**Problem details**
Reproduce the stretch of the post on handling a traffic surge from "My thinking is" through "with less connections?".

0

The company I work for has an event coming up in the near future that we believe will generate traffic around 3-4x anything we have dealt with in the past and I am unsure of the best way to deal with such a huge and sudden increase. Several months ago we had an event that generated about 15,000 sessions for the day and our systems essentially buckled, it took our customer service team two weeks to sort out the mess from all of the orders that had been dropped or improperly completed.

We have increased our hardware specs significantly since then but I would be impressed if we could handle 25,000 sessions without any issues. We've already maxed out our SQL server for our cloud computing host and we plan to spin up an overkill amount of web servers. So given that we are expecting 45,000-60,000 I am wondering if I should start planning for the worst.

My thinking is that I want to limit the number of connections allowed to a lower number that I know we can handle and then ramp it up from there until I start to see cracks and then hold it steady. I thought about doing this through our load balancer but it seems that it doesn't support it which means I will have to configure it on the individual servers.

TLDR:

Here are the essential questions

  1. Is limiting traffic to prevent a meltdown even a valid idea? Would any good admin do this?
  2. Can a load balancer limit connections to each server? If not is the best way to do this by limiting it on each web server?
  3. If I limit each web server to 200 connections, what happens when the load balancer tries to send the 201st connection? Does it get dropped, or redirected to another server with less connections?

**Dataset content**
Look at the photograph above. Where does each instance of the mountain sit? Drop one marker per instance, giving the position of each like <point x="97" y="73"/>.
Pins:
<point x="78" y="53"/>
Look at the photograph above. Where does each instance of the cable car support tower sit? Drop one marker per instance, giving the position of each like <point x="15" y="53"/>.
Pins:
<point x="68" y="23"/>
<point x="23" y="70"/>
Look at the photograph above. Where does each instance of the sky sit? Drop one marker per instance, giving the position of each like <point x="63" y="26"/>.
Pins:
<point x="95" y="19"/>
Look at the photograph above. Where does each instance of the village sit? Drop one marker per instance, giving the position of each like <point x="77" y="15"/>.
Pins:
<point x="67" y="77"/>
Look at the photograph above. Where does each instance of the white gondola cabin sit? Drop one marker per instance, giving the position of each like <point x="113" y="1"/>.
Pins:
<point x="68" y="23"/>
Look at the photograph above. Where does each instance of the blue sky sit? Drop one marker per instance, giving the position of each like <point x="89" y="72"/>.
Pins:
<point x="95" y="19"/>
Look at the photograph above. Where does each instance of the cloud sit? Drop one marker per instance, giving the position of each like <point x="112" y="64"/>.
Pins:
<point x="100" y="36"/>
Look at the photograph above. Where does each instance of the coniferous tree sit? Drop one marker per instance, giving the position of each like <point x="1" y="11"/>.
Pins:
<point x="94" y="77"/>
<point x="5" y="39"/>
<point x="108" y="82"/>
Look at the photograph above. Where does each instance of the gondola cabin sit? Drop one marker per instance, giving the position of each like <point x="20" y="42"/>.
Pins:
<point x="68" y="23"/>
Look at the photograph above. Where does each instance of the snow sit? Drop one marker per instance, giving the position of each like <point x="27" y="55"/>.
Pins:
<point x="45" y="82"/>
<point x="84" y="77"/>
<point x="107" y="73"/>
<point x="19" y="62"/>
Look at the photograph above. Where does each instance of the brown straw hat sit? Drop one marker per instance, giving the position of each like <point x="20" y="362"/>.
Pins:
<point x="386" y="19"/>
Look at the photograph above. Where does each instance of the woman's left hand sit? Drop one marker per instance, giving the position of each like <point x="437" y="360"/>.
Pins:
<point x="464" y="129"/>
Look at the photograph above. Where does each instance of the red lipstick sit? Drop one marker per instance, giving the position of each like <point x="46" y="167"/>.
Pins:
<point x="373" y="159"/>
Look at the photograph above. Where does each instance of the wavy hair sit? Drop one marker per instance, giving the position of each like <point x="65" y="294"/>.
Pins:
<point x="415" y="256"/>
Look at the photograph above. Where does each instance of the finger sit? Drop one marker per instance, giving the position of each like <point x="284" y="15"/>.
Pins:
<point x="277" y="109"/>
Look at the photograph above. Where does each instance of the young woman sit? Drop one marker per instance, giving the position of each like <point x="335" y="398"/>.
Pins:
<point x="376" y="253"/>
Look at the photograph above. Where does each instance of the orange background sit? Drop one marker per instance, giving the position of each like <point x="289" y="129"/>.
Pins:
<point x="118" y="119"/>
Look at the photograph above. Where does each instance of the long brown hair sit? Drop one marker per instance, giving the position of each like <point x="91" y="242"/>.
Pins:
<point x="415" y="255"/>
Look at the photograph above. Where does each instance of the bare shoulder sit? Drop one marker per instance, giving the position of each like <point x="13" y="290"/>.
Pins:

**Problem solution**
My thinking is that I want to limit the number of connections allowed to a lower number that I know we can handle and then ramp it up from there until I start to see cracks and then hold it steady. I thought about doing this through our load balancer but it seems that it doesn't support it which means I will have to configure it on the individual servers.

TLDR:

Here are the essential questions

  1. Is limiting traffic to prevent a meltdown even a valid idea? Would any good admin do this?
  2. Can a load balancer limit connections to each server? If not is the best way to do this by limiting it on each web server?
  3. If I limit each web server to 200 connections, what happens when the load balancer tries to send the 201st connection? Does it get dropped, or redirected to another server with less connections?